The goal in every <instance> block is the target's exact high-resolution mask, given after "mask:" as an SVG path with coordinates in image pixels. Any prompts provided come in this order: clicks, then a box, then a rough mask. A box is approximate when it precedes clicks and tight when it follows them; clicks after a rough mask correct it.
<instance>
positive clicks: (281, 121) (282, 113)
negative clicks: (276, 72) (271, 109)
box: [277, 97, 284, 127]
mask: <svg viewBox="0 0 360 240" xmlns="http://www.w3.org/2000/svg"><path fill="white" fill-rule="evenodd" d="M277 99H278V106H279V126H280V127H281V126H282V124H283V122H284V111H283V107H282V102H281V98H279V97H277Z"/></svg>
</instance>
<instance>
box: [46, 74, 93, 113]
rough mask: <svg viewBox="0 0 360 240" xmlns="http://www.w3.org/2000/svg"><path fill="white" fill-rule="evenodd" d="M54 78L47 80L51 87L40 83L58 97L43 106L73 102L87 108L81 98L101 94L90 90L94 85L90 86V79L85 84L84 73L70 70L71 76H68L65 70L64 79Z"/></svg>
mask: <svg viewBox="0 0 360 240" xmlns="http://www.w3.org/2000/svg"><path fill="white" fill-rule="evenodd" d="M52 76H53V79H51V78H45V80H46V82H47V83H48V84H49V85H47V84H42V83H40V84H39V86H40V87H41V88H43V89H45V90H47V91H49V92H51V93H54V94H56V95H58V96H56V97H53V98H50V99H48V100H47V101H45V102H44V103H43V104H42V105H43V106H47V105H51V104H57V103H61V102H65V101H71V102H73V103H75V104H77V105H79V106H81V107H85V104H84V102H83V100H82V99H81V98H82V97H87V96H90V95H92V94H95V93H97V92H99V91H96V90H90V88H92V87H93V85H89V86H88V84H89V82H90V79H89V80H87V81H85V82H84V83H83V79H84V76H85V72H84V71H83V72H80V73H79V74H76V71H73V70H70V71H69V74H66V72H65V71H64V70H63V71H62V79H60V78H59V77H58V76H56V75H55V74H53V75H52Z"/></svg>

____________

Your instructions
Word for word, write out each entry shown above.

Exercise solution
The goal in every <instance> block is the target's exact high-resolution mask, given after "mask:" as an SVG path with coordinates in image pixels. Any prompts provided come in this order: clicks, then a box, then a rough mask. A box is approximate when it precedes clicks and tight when it follows them; clicks after a rough mask correct it.
<instance>
positive clicks: (281, 121) (282, 113)
negative clicks: (276, 72) (271, 109)
box: [277, 97, 284, 127]
mask: <svg viewBox="0 0 360 240" xmlns="http://www.w3.org/2000/svg"><path fill="white" fill-rule="evenodd" d="M277 99H278V106H279V126H280V127H281V126H282V124H283V122H284V111H283V107H282V102H281V98H279V97H277Z"/></svg>
</instance>
<instance>
box: [46, 74, 93, 113]
rough mask: <svg viewBox="0 0 360 240" xmlns="http://www.w3.org/2000/svg"><path fill="white" fill-rule="evenodd" d="M54 78L47 80L51 87L40 83L58 97L43 106L73 102L87 108L81 98L101 94L90 90L94 85L90 86V79L85 84L84 73L70 70L71 76H68L65 70L64 79Z"/></svg>
mask: <svg viewBox="0 0 360 240" xmlns="http://www.w3.org/2000/svg"><path fill="white" fill-rule="evenodd" d="M52 76H53V79H51V78H45V80H46V82H47V83H48V84H49V85H47V84H42V83H40V84H39V86H40V87H41V88H43V89H45V90H47V91H49V92H51V93H54V94H56V95H58V96H56V97H53V98H50V99H48V100H47V101H45V102H44V103H43V104H42V105H43V106H47V105H51V104H57V103H61V102H65V101H71V102H73V103H75V104H77V105H79V106H81V107H85V104H84V102H83V100H82V99H81V98H82V97H87V96H90V95H92V94H95V93H97V92H99V91H96V90H90V88H92V87H93V85H89V86H88V84H89V82H90V79H89V80H87V81H85V82H84V83H83V79H84V76H85V72H84V71H83V72H80V73H79V74H76V71H73V70H70V71H69V74H66V72H65V71H64V70H63V71H62V79H60V78H59V77H58V76H56V75H55V74H53V75H52Z"/></svg>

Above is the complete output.